▶ **Dataset extract**

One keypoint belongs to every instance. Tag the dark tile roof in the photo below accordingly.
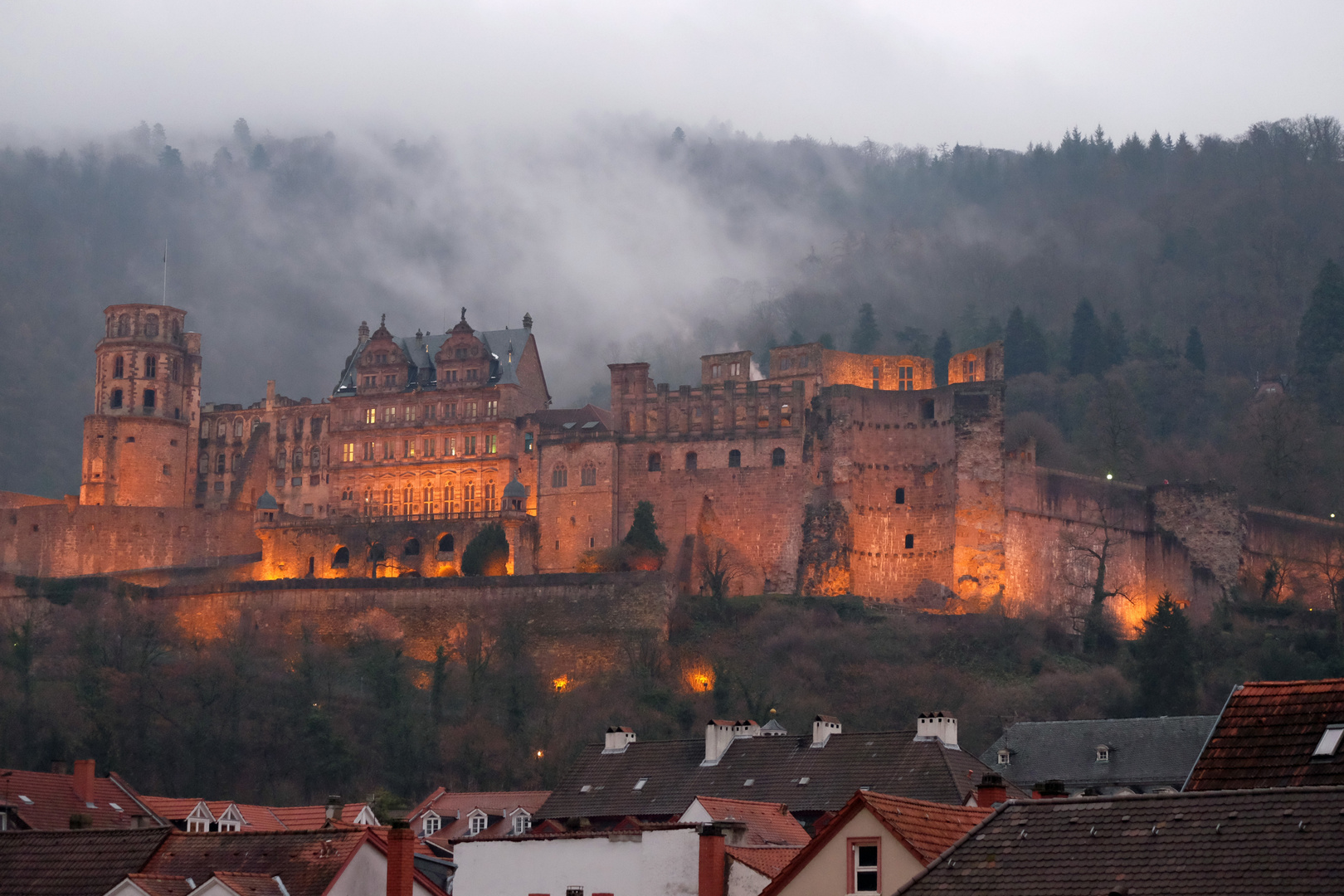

---

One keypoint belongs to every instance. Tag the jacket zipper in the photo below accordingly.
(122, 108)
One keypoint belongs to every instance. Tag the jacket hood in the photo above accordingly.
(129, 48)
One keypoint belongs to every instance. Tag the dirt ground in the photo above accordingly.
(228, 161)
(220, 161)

==

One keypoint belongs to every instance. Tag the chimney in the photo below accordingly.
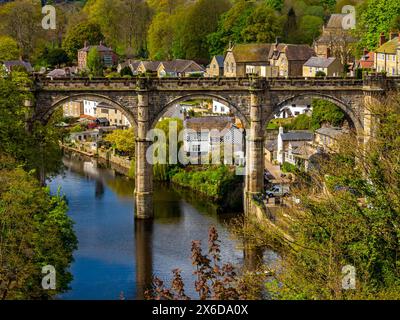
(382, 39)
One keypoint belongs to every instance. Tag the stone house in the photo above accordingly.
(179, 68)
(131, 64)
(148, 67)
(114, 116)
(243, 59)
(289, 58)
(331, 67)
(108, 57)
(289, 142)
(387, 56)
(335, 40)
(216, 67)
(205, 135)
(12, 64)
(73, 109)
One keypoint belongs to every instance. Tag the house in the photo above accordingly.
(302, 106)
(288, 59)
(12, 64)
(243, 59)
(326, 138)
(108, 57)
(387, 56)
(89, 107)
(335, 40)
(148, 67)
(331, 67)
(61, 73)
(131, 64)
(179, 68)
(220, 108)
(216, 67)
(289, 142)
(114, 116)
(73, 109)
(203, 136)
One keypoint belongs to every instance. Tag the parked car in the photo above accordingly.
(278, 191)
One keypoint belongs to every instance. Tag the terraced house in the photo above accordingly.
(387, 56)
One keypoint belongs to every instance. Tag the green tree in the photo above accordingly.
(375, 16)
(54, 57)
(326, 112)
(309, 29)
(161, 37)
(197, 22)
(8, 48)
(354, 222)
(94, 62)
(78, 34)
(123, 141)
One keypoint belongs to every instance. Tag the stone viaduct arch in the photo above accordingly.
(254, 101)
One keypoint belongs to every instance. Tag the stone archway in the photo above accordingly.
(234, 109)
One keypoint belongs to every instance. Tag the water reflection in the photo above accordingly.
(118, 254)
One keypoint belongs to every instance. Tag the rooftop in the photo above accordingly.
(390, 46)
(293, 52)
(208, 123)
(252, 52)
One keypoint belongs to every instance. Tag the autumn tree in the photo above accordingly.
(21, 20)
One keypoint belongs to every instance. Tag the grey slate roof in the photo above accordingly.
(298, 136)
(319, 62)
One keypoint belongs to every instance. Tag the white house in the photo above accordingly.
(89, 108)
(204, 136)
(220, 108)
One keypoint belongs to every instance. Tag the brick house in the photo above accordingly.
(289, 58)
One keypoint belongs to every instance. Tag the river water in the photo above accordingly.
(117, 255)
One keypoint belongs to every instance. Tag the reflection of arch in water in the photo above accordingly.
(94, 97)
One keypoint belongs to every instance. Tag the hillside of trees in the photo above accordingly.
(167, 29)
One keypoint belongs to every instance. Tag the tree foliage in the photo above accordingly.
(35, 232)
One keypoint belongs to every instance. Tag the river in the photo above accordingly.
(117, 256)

▶ **Direction**
Return every line in the items above that contains the string "below".

▶ **Result of this task**
One keypoint belongs to every instance. Tag the dark tile roof in the photo below accordingly.
One keypoint belongs to every instance. Tag the jacket zipper in the photo below accordingly.
One keypoint belongs to every instance. Tag the chimney in the photo below accordingly.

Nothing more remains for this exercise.